Nothing in the entries may change when they are transcribed.

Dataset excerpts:
★ ★ ★ ★ ★

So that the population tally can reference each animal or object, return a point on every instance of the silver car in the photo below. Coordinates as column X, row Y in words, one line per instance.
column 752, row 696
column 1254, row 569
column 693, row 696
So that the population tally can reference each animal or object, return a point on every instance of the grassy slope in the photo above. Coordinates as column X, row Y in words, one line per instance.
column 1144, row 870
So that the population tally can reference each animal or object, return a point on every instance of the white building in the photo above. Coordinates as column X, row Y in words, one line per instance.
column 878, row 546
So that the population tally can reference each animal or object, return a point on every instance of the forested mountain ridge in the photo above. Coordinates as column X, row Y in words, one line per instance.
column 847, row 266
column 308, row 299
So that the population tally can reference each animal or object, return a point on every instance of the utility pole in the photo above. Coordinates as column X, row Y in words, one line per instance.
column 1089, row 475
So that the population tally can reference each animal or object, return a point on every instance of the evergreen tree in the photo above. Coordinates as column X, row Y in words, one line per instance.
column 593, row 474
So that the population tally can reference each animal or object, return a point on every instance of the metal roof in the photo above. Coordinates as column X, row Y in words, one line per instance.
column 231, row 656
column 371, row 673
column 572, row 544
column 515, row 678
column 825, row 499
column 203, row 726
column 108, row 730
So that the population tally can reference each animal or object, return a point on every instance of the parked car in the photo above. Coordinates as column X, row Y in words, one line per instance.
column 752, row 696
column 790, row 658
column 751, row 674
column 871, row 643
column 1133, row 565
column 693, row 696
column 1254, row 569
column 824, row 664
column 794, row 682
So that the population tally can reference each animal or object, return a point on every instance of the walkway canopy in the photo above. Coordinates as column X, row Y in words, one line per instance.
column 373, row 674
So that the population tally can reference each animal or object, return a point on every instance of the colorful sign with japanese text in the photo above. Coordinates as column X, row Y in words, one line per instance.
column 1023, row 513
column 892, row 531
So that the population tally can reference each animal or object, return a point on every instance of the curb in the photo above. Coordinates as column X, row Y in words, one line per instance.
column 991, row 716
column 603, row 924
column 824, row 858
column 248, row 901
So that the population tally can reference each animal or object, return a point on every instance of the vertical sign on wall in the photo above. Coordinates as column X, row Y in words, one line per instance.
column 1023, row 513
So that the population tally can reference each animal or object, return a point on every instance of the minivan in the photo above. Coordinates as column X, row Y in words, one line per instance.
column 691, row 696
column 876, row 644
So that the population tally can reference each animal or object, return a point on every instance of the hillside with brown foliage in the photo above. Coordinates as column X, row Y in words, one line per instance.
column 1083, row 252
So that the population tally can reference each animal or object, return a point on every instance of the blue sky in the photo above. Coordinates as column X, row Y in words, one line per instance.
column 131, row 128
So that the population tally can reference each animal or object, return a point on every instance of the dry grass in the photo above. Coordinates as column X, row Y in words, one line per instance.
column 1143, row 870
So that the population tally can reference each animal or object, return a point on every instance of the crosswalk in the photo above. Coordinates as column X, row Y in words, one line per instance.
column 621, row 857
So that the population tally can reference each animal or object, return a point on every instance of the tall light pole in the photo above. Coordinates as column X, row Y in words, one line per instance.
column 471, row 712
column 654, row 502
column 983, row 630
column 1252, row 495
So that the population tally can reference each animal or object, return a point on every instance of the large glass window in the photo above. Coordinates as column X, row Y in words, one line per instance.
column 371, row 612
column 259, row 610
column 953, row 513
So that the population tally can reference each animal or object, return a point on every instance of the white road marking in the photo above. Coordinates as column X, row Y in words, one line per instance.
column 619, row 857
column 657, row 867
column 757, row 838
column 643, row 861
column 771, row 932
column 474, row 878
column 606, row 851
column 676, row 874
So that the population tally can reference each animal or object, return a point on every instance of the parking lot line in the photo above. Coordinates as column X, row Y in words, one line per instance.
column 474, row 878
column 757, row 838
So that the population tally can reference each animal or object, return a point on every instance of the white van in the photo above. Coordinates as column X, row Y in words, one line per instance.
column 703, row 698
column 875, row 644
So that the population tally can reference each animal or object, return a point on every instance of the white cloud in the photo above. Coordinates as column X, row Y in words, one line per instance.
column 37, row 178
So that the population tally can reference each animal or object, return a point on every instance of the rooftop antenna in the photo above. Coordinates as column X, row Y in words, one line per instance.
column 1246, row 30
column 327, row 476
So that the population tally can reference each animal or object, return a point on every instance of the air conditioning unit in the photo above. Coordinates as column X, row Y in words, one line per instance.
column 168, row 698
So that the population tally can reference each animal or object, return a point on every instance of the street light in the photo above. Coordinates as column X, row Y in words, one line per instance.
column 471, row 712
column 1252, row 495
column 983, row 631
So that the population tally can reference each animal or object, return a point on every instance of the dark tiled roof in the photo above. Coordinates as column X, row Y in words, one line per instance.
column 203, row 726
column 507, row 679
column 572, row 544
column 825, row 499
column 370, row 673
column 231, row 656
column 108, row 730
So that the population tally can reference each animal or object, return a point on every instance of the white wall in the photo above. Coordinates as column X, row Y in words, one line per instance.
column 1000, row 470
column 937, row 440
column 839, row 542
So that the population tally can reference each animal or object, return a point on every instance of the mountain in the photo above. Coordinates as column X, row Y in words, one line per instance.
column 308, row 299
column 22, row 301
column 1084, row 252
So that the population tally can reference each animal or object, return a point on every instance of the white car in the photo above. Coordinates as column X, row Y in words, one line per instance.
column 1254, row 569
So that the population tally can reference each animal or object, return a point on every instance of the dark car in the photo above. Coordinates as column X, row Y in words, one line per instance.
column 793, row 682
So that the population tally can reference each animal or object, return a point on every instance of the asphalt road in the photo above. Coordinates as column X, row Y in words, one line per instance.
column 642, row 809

★ ★ ★ ★ ★

Completed exercise:
So that the population tally can reference each animal or object, return a point on every instance of the silver car in the photo below. Coordinates as column X, row Y in words, one line per instance.
column 752, row 696
column 1254, row 569
column 693, row 696
So that the population tally can reference each animal or object, return a point on every instance of the grassy slope in the photo above. Coordinates as column X, row Y in words, one line per instance.
column 1144, row 870
So that the population tally can reference each animal or object, return a point on every instance of the white building in the photo above. Coordinates as column X, row Y in words, one line per instance.
column 878, row 546
So that the population tally can reference each animal or object, return a point on every instance of the forested mountain ridge in the photo above. Coordinates as column X, row Y in words, one line per instance.
column 847, row 266
column 308, row 299
So that the population tally can reference each animal or object, return a point on every instance of the utility pole in the photo above. Coordinates as column X, row Y in words, one line per instance.
column 1089, row 475
So that the population tally can reference each animal or object, return a point on every instance of the evergreen tree in the photo above. Coordinates as column X, row Y in words, one line per instance.
column 593, row 474
So that the population tally can reference each animal or object, return a point on every instance of the metal roof in the photo above. Coordinates as column X, row Y in words, one line per instance.
column 231, row 656
column 371, row 673
column 572, row 544
column 515, row 678
column 825, row 499
column 203, row 726
column 108, row 730
So that the population tally can reference each animal or object, return a point on every instance of the parked car in the photo above. Coordinates as column X, row Y in words, one line per instance.
column 752, row 696
column 790, row 658
column 751, row 674
column 871, row 643
column 1133, row 565
column 693, row 696
column 1254, row 569
column 824, row 664
column 794, row 682
So that the population tally can reference each animal or object, return a point on every instance of the walkway canopy in the photo above. Coordinates as column X, row Y in words, one line per instance.
column 373, row 674
So that the population tally can reference each animal or object, return a point on every instance of the colorful sign with japanese text in the photo above. Coordinates as column X, row Y in words, one line per instance.
column 1023, row 513
column 892, row 531
So that the population tally can reference each animal or object, return a point on every instance of the curb in the photo above. Coordinates as column X, row Y in words, one line per instance.
column 991, row 716
column 603, row 924
column 824, row 858
column 248, row 901
So that the population tally can reference each animal or object, return a point on every instance of the vertical sign on wall in the photo above. Coordinates as column X, row Y in words, one line per instance.
column 1023, row 513
So that the population tally can reference each animal or object, return a point on every instance of the minivan in the photo above. Coordinates as column X, row Y in words, one line per instance.
column 691, row 696
column 876, row 644
So that the population tally can reference each animal or object, return a point on every instance of the hillside with brown foliage in the photo above. Coordinates as column X, row Y in words, one line per instance.
column 1083, row 252
So that the population tally can reference each animal or object, return a point on every instance of the blue sky in the photo above. Coordinates as column X, row Y in words, one line per instance.
column 131, row 128
So that the population tally can reference each animal or object, return a point on every instance of the dry grass in the photo above. Coordinates as column X, row Y in words, one line per instance.
column 1143, row 870
So that the population tally can reference each animal or object, return a point on every instance of the crosswalk in the photo above. Coordinates as column X, row Y in words, one line per instance.
column 621, row 857
So that the population tally can reference each animal or object, return a point on every instance of the tall light pole in the photo above. Coordinates as column X, row Y in words, one line per instance.
column 471, row 712
column 654, row 502
column 983, row 630
column 1252, row 495
So that the population tally can reference each animal or object, return a point on every instance of the large glass window in the photo above. Coordinates as column X, row Y in words, one line per instance.
column 371, row 612
column 259, row 610
column 953, row 513
So that the population tally can reference each animal or object, return a point on every instance of the white road marking in the photo above. Coordinates as column X, row Y in words, one line per instance.
column 619, row 857
column 657, row 867
column 757, row 838
column 643, row 861
column 771, row 932
column 474, row 878
column 606, row 851
column 676, row 874
So that the population tally can reference each animal or object, return a point on every instance of the parking lot line in the photo above. Coordinates as column X, row Y in words, one line per instance.
column 474, row 878
column 757, row 838
So that the population tally can reference each animal or object, return a point on every instance of the white van in the photo above. Coordinates as column X, row Y in words, one line per instance.
column 703, row 698
column 875, row 644
So that the population tally can reference each animal or object, return a point on every instance of the white cloud in the photo above. Coordinates as column X, row Y in words, one line per instance.
column 37, row 178
So that the population tally can reference each animal or object, return a point on every instance of the rooftop antenna in the photo above. Coordinates as column X, row Y in words, one line per instance.
column 1246, row 30
column 327, row 476
So that the population tally can reference each animal or object, return a point on every instance of the air conditioning unit in the photo above. Coordinates as column X, row Y in words, one line per instance.
column 168, row 698
So that the population tally can reference each animal or object, return a point on every instance of the street light in the photo above. Coordinates as column X, row Y in words, one line per instance.
column 471, row 712
column 1252, row 495
column 983, row 631
So that the population tally can reference each animal or object, return a point on every instance of the dark tiled roof in the photo above. Coordinates as column X, row Y in words, one line per instance.
column 203, row 726
column 507, row 679
column 572, row 544
column 825, row 499
column 370, row 673
column 231, row 656
column 108, row 730
So that the population tally can reference each animal or object, return a point on every instance of the white wall in the photo above. Coordinates as column X, row Y in words, one line per instance.
column 1000, row 470
column 937, row 440
column 839, row 542
So that the population tally can reference each animal or object, return a point on every instance of the mountain in the photo above. Coordinates as column X, row Y in words, one line per instance.
column 308, row 299
column 22, row 301
column 1084, row 252
So that the population tally can reference each animal or object, return a point on every instance of the white car in the photo above. Coordinates as column X, row Y in words, one line per instance.
column 1254, row 569
So that the population tally can reference each animal or object, return a point on every instance of the dark car in the photo above. Coordinates as column X, row Y in words, one line per instance.
column 793, row 682
So that the population tally can reference each animal or object, return a point on every instance of the asphalt road in the photo above. Coordinates as column X, row Y in words, one line per instance.
column 642, row 809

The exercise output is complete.